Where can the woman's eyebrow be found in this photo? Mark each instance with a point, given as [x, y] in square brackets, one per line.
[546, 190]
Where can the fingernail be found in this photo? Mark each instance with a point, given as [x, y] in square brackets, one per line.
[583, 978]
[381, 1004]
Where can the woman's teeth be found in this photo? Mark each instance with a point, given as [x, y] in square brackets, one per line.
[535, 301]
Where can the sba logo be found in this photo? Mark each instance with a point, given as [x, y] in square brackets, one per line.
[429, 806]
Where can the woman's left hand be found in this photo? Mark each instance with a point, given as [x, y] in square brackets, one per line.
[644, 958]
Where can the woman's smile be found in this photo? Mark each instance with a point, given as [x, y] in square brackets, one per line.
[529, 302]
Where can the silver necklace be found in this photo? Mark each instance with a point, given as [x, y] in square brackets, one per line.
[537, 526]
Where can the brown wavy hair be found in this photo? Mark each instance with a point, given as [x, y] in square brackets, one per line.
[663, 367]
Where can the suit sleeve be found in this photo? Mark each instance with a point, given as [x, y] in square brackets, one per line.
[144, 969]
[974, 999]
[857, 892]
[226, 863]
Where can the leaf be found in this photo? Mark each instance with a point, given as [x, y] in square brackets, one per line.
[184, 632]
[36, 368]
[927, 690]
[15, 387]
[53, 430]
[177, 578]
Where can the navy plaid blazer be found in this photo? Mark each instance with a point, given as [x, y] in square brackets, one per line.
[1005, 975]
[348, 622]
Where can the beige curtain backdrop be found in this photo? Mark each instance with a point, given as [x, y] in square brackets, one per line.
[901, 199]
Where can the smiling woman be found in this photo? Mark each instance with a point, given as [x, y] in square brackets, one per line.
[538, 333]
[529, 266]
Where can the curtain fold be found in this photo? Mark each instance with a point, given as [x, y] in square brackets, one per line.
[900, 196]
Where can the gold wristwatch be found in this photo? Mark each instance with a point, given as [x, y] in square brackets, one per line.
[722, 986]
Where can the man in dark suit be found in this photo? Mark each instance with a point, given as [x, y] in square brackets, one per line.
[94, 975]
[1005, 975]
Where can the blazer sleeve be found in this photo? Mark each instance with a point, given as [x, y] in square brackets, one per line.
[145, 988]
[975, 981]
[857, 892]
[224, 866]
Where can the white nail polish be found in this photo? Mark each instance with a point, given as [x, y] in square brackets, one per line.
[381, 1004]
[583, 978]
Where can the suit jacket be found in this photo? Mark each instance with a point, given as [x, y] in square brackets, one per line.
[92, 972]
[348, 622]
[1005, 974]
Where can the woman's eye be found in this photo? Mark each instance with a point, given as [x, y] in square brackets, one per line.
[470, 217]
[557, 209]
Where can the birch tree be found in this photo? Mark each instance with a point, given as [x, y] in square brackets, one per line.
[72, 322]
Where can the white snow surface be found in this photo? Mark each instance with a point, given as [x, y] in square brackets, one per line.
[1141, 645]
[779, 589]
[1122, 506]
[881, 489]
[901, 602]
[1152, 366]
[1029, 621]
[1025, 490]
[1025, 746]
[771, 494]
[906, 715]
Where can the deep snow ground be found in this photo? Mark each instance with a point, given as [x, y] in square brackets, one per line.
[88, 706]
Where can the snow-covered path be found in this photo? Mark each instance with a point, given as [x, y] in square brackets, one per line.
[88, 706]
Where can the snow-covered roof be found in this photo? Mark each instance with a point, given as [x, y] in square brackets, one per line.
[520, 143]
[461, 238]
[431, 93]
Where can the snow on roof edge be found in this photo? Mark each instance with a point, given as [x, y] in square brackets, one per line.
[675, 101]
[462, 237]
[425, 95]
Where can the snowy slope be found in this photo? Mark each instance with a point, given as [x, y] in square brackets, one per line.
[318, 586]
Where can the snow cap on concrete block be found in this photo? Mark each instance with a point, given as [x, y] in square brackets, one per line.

--------------------------------------------------

Required work
Revise the records from the line containing "Where can the snowy" through the end of the records, changing "concrete block" to "stone block" and leaving everything else as it is.

Answer
Where can the snowy slope be found in this photo? Mark each instance with a point, given as [x, y] in square brackets, one per line.
[318, 586]
Where can the snow cap on stone block be found in this photo? Mark each instance with a point, given as [x, y] in square brackets, one per line.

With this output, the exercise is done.